_TEKS SUMBER_
+ + + + + + +

Tampilkan postingan dengan label MOERAH PUTJIH. Tampilkan semua postingan
Tampilkan postingan dengan label MOERAH PUTJIH. Tampilkan semua postingan

Senin, 09 November 2009

Selamat Datang Film Perang! "Merah Putih" Menyapa Penantian Lama

Selamat Datang Film Perang!

"Merah Putih" Menyapa Penantian Lama

BERTARUH bisnis film di atas tema perjuangan tidak banyak menggoda produser film nasional. Bisa dipahami, karena penanaman modal besar untuk sebuah film perang seringkali berpaling dari panen berangan keuntungan. Itu yang mengeringkan perwajahan film nasional dari tema perjuangan. Tudingan sumbang pun terumbar, produser film dinilai tak lagi memiliki jiwa nasionalisme. Pada sepuluh tahun pertama saja di awal kebangkitan perfilman 1970, hanya lima film perjuangan yang diproduksi.
 
Tahun 1971 ditandai kelahiran film "Perawan di Sektor Selatan" karya alm. Alam Rengga Surawidjaya, bersambut film "Mereka Kembali" (1972) garapan alm. Nawi Ismail. Tiga film lainnya, "Butet" karya SA Karim (1974) dan dua film kemasan Alam Surawidjaya, "Bandung Lautan Api" (1974) serta "Janur Kuning" (1979). Lahan paceklik film perjuangan mulai membasah dalam dekade 1980-an, yang menghadirkan banyak sutradara kenamaan.
 
Sutradara alm. Arifien C. Noer menampilkan film "Serangan Fajar" (1981), disusul Imam Tantowi dengan film "Pasukan Berani Mati" (1982). Di tahun 1983 alm. Sophan Sophiaan mengurai drama berlatar masa perjuangan dalam film "Kadarwaty", Imam Tantowi menggelar film "Lebak Membara", Yopie Burnama mengemas film "Kamp Tawanan Wanita" (1983), hingga alm. Drs Syumandjaya dengan film "Budak Nafsu" (1984).
 
Lahir kemudian film "Kereta Api Terakhir" (Mochtar Soemodimedjo 1984), film "Komando Samber Nyawa" (Eddy G Bakker 1985), "Naga Bonar" (MT Risyaf 1987), film "Tjoet Nyak Dhien" (Eros Djarot 1987), dan film "Soerabaja `45" (1990) karya Imam Tantowi. Selepas itu, film bertema perang kembali meredup. Kalaupun hadir, itu adalah film "Oeroeg" (1993) buatan Hans Hylkema, tetapi lebih dimaknai sebagai film "tamu" yang dikerjakan di Indonesia.
 
Penantian panjang untuk kebangkitan film perjuangan makin memanjang, manakala mega mendung memayungi industri perfilman nasional. Martabat film negeri ini pun runtuh, dan sekian lama terpuruk. Di sisi lain, pergeseran selera konsumen film kian merentangkan jarak dengan perwajahan film perang. Itu sebabnya, beberapa film nasional bertema perjuangan yang pernah tandang seolah hanya tersisa sebatas cerita. Tak banyak diperhitungkan orang, jika film "Merah Putih" kini hadir menyapa penantian lama.

+ + + + + + +

_DAFTAR MATERI_

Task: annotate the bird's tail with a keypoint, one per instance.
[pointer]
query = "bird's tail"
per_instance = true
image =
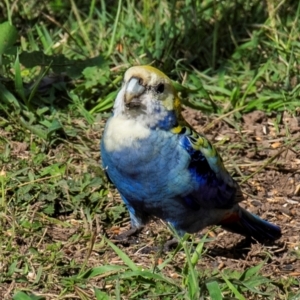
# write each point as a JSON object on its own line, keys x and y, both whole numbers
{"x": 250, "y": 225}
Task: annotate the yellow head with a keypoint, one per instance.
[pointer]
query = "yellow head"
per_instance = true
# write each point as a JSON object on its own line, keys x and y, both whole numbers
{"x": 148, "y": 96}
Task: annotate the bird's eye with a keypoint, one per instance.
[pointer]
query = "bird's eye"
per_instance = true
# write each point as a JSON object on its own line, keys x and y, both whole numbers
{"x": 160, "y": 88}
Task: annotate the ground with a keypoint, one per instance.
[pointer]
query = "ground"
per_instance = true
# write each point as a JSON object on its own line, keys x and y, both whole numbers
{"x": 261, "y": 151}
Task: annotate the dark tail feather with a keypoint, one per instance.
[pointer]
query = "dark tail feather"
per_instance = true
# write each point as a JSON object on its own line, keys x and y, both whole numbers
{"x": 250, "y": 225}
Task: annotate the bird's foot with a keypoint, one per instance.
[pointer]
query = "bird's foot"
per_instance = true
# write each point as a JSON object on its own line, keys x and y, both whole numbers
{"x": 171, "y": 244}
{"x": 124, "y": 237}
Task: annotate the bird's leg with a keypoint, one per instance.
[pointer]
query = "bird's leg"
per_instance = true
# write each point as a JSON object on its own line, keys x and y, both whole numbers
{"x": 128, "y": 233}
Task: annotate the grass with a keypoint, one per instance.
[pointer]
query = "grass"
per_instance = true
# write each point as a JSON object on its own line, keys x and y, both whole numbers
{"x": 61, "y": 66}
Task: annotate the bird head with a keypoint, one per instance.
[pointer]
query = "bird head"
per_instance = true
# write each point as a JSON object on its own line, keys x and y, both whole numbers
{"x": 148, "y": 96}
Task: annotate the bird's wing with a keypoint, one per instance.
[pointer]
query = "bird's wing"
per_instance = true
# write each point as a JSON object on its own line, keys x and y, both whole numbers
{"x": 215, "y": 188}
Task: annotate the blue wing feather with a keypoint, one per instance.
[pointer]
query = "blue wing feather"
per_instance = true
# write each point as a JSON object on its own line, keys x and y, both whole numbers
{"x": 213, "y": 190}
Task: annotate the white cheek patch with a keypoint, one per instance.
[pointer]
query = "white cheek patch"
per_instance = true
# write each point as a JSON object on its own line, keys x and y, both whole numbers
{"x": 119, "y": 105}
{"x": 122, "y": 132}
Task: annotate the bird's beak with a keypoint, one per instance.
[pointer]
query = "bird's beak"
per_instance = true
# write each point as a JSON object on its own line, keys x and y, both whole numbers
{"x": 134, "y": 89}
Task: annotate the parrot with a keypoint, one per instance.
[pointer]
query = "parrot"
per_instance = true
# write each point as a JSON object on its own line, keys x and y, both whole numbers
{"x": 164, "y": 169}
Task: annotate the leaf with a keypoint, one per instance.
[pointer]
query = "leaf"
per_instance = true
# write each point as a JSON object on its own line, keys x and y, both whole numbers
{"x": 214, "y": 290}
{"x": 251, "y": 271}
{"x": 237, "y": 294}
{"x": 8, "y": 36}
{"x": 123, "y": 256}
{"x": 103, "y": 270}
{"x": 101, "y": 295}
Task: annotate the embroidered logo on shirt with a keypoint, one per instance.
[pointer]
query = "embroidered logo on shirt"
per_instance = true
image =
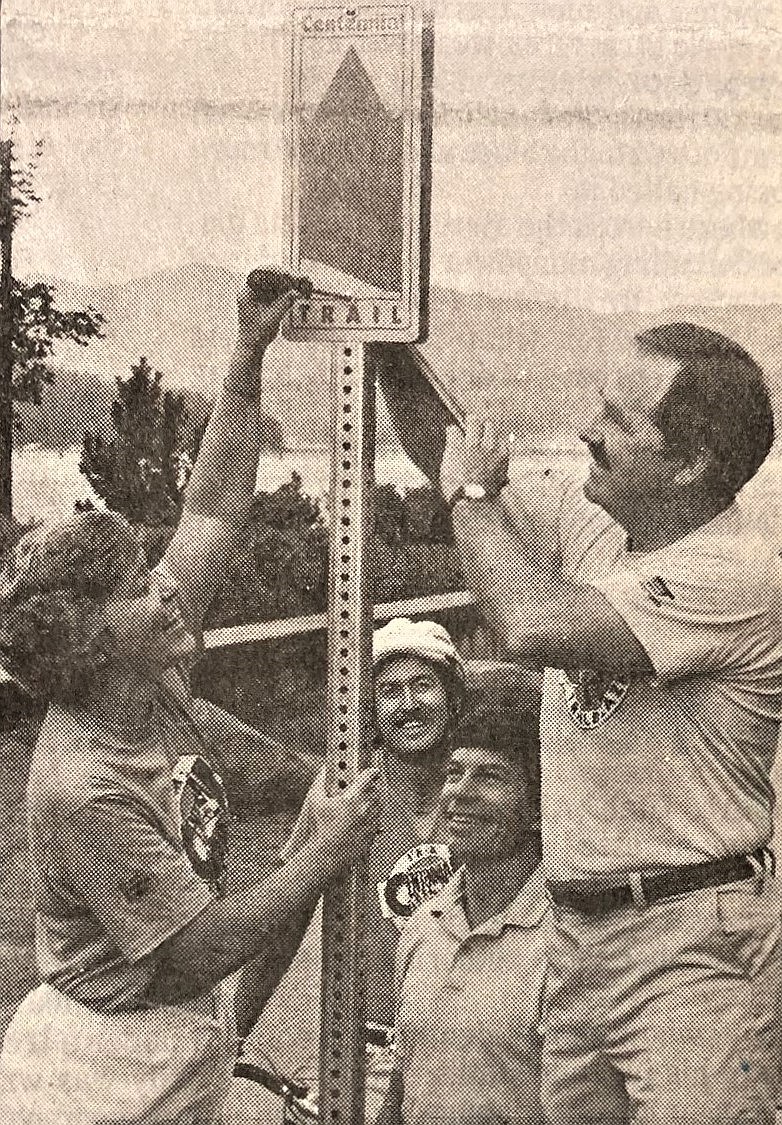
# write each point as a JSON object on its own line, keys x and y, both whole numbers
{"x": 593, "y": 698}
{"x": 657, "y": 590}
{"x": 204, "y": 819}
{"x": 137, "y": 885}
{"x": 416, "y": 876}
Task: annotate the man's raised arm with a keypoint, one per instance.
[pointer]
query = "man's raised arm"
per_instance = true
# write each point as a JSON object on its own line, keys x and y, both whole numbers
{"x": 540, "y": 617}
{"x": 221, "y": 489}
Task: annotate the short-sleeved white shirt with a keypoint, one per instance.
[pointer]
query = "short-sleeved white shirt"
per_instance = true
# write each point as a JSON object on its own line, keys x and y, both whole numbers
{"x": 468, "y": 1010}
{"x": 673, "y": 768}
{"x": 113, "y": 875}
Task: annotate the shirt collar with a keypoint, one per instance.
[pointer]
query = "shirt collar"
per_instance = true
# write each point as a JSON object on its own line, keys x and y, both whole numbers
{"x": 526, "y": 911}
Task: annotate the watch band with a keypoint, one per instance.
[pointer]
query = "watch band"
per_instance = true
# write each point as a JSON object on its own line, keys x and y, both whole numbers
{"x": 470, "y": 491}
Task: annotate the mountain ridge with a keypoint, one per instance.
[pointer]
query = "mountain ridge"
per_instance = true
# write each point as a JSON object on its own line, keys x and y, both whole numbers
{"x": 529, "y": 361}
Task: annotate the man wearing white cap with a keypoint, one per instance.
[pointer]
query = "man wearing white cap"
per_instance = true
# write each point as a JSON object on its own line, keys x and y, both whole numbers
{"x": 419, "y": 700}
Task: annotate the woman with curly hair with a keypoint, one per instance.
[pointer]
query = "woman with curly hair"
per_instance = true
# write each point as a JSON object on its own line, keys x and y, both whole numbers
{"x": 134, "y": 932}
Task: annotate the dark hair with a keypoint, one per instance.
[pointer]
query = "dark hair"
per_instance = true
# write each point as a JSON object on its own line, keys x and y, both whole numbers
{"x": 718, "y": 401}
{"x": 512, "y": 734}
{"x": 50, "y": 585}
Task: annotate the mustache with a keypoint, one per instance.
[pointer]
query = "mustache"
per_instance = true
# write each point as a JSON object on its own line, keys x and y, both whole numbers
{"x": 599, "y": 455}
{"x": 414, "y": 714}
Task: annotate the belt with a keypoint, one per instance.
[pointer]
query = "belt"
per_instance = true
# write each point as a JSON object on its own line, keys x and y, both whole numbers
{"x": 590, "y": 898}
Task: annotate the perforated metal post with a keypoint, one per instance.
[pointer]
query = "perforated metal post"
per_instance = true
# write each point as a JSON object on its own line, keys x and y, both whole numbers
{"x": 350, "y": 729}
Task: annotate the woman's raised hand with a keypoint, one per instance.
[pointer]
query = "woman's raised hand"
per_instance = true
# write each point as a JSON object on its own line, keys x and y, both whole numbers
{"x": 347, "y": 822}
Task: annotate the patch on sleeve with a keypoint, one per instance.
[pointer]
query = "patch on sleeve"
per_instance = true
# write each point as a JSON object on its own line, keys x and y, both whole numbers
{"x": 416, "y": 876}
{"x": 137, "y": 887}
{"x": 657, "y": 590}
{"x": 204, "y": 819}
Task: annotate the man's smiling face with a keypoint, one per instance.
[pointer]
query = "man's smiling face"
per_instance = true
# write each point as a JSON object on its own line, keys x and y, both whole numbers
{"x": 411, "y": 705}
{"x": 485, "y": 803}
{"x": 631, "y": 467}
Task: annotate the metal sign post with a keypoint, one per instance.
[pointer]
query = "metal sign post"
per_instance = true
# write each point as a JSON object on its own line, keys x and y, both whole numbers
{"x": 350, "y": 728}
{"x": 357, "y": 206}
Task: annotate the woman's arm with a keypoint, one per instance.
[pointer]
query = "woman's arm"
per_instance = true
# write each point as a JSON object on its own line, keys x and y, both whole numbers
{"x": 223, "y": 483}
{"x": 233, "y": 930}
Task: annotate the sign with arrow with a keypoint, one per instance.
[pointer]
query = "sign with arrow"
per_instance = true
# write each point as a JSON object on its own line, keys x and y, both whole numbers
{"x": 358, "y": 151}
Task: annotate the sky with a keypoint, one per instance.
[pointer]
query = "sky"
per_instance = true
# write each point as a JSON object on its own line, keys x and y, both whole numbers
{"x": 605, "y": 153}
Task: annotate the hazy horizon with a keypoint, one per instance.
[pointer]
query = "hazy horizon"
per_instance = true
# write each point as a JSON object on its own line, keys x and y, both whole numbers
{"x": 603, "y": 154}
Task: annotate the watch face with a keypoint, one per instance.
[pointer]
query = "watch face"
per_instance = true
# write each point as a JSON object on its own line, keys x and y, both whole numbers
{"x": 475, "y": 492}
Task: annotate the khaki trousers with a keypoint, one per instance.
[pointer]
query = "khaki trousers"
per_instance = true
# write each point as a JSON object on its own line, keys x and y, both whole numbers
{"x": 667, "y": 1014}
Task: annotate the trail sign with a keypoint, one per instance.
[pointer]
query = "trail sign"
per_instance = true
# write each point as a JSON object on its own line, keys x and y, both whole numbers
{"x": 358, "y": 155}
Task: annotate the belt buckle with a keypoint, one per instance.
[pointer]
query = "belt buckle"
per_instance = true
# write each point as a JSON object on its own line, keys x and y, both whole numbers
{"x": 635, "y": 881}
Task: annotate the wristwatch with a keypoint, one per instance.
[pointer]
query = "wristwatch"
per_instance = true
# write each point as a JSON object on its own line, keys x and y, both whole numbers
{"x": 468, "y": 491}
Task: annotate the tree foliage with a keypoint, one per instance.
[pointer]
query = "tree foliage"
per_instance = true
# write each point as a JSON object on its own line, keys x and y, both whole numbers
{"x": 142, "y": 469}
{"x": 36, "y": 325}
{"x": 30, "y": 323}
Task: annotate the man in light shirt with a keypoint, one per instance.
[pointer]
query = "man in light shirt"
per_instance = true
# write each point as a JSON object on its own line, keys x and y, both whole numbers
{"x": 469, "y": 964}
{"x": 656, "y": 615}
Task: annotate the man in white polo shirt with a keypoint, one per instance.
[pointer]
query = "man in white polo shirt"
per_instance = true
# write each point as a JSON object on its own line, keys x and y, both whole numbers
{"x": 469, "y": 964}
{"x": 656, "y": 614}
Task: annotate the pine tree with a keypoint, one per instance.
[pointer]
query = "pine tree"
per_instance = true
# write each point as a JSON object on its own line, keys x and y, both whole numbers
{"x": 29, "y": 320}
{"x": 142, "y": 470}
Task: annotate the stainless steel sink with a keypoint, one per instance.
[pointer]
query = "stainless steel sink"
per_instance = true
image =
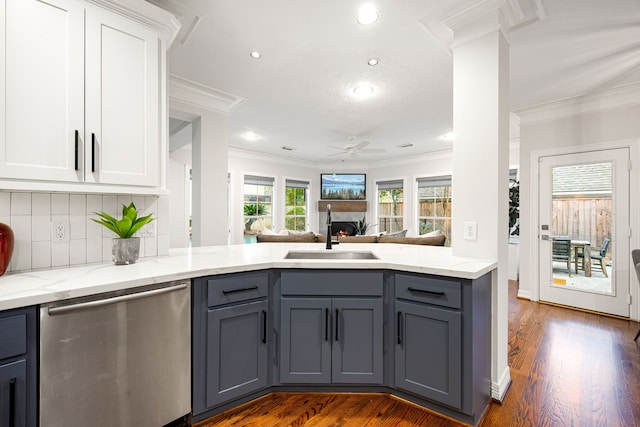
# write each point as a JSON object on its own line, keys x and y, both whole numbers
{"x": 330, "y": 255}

+ + + + + + +

_DAFTAR TUGAS_
- a) Terjemahkan kalimat "Selepas itu, film bertema perang kembali meredup." dari artikel tentang film perjuangan ke dalam bahasa Inggris.
- b) Menurut artikel tentang film perjuangan, siapa sutradara film "Tjoet Nyak Dhien"?
- c) Lanjutkan artikel tentang film perjuangan, mulai sesudah kalimat terakhirnya.

_KUNCI JAWABAN_
- a) After that, war-themed films faded once again.

- b) Eros Djarot.

- c)
 
Film karya Yadi Sugandi itu serta-merta menguatkan pembenaran, tentang pergeliatan keragaman dalam era kebangkitan kedua perfilman nasional. Film yang membintangkan Lukman Sardi, Donny Alamsyah, serta Rudy Wowor itu, berani memotret lagi lintasan sejarah alam perjuangan kemerdekaan Indonesia. Kepeloporan baru yang bisa mendukung tampilan variatif film nasional. Selamat datang film perang! Dengan keberanian berspekulasi untuk terobosan melawan arus pasar, harga keragaman perfilman bisa tergelar.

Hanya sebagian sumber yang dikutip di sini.